Extrait:
Provocateur, insoumis, génial – les superlatifs ne manquent pas pour décrire l’esprit de Pierre Gauvreau et l’héritage considérable qu’il a transmis à la culture québécoise. Cadet du non moins célèbre poète Claude Gauvreau, le peintre se réinvente constamment au cours de sa carrière, devenant tout à tour auteur, scénariste, réalisateur de télévision et producteur de cinéma. En 1941, tandis qu’il siège dans le jury d’une exposition collective au Théâtre Gesù, Paul-Émile Borduas repère le talent de Gauvreau, alors étudiant à l’École des beaux-arts de Montréal. Il récompense le jeune artiste du premier prix, foudroyé par « les qualités singulières », dira-t-il, du tableau lauréat. Invités à exposer avec la Société d’art contemporain en 1943, Gauvreau et d’autres artistes issus de ce cercle avant-gardiste donneront naissance au groupe des Automatistes, qui publie le Refus global en 1948. Vers le milieu des années 1950, Gauvreau se libère progressivement des influences du groupe pour explorer une imagerie plus libre et gestuelle. Il arrête de peindre au début des années 1960 pour ne recommencer qu’en 1977, oeuvrant durant cette période dans le nouveau média qu’est alors la télévision.

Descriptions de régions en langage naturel

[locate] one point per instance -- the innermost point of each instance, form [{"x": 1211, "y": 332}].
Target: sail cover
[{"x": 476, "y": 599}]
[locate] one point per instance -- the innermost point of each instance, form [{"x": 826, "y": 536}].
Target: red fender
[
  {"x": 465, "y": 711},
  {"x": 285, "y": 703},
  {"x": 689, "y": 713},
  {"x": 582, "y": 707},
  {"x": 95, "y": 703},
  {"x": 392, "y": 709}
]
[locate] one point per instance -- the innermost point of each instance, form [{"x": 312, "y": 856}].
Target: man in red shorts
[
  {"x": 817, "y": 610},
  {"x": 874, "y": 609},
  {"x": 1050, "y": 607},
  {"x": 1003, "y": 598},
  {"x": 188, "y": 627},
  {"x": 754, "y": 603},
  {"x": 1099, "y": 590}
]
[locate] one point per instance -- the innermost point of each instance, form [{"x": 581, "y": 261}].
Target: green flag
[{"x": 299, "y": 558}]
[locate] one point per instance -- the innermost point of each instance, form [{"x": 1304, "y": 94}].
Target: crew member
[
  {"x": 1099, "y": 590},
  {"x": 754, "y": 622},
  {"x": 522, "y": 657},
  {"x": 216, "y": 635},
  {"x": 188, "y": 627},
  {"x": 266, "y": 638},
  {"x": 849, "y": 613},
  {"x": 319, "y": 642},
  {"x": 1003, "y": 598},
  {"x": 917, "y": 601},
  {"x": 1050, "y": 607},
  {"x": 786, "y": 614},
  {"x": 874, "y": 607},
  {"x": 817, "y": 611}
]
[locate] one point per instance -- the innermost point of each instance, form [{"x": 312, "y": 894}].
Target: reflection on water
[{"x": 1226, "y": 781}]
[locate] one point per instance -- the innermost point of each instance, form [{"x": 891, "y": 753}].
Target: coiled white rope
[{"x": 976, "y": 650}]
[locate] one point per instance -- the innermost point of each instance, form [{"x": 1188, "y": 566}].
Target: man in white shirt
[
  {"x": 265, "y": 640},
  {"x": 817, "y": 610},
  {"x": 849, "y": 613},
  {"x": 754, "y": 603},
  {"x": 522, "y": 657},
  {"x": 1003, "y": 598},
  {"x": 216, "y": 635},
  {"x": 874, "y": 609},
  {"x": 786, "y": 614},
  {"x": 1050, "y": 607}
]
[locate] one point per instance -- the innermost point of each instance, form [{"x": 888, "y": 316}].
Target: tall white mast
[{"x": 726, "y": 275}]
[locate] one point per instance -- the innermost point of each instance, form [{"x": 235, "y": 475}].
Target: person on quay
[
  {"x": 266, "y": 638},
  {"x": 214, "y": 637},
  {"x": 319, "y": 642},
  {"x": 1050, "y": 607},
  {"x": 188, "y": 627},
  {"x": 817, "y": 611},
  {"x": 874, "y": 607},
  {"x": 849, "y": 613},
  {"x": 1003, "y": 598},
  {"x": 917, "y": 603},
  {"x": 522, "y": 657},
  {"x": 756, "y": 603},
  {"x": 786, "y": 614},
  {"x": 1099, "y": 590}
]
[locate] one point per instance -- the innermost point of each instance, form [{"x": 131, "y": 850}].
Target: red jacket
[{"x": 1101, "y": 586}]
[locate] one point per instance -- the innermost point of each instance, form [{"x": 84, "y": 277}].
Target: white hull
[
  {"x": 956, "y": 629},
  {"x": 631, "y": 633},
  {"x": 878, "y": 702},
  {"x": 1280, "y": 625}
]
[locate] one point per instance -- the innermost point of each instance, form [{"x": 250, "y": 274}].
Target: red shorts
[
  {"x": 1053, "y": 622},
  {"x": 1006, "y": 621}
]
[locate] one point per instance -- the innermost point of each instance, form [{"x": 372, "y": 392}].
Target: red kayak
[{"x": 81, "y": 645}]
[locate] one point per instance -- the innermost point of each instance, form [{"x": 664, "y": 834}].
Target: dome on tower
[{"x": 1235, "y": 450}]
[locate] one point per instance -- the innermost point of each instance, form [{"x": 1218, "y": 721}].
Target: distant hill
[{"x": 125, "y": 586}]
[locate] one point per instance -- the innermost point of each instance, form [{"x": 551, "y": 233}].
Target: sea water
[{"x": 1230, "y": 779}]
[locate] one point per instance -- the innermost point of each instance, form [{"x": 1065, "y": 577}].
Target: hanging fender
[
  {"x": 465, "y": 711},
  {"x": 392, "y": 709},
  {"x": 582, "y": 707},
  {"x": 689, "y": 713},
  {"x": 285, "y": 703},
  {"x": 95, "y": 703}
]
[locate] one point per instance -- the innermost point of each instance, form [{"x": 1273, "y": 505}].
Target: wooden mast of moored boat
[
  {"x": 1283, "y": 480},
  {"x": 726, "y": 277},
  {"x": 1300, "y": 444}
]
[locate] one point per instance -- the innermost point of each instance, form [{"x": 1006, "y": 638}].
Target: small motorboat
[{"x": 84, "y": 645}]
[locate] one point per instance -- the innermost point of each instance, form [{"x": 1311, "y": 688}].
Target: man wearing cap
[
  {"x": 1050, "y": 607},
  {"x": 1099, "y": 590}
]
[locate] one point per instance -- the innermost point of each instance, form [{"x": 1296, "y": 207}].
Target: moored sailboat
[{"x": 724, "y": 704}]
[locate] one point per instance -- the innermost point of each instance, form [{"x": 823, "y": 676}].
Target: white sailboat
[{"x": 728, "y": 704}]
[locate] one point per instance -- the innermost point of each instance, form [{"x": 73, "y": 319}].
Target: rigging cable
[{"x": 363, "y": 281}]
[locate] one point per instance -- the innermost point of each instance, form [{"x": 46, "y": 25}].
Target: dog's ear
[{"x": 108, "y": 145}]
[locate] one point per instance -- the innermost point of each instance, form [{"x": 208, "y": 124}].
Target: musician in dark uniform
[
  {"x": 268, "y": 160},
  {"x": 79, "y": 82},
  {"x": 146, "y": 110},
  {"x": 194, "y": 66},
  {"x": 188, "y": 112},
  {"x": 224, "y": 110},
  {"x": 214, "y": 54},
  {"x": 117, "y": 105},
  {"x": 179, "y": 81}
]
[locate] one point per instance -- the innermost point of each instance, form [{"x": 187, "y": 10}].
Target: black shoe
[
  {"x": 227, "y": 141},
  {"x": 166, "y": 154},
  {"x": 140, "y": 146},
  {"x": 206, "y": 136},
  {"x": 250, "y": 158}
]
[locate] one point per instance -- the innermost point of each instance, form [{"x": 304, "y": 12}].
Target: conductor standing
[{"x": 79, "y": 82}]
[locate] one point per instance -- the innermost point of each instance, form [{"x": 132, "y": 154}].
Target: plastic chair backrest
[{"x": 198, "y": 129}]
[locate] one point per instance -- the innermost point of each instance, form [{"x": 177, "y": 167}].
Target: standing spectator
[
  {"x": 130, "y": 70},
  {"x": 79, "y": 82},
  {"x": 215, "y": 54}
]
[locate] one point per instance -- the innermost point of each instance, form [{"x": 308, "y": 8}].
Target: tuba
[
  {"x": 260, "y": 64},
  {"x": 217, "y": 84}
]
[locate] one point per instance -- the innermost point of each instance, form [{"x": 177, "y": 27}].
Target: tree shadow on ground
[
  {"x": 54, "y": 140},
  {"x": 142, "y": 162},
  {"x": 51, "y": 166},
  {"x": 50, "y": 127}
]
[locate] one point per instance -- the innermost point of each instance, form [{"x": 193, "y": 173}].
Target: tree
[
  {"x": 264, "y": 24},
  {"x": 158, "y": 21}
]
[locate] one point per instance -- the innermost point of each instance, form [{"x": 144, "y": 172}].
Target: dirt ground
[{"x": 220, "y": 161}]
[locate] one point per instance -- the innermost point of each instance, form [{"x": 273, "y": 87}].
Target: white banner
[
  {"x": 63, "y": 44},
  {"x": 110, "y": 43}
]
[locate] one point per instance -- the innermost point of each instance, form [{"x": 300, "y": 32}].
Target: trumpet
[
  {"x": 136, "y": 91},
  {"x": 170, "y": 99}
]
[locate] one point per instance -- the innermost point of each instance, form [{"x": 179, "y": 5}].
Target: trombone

Consigne de travail:
Répondez aux questions suivantes à partir de l'extrait sur Pierre Gauvreau.
(a) En quelle année Paul-Émile Borduas repère-t-il le talent de Gauvreau ?
(b) Quel texte le groupe des Automatistes publie-t-il en 1948 ?
(c) En quelle année Gauvreau recommence-t-il à peindre ?
Les lignes ne sont pas nécessaires ici.

Résultat attendu:
(a) En 1941.
(b) Le Refus global.
(c) En 1977.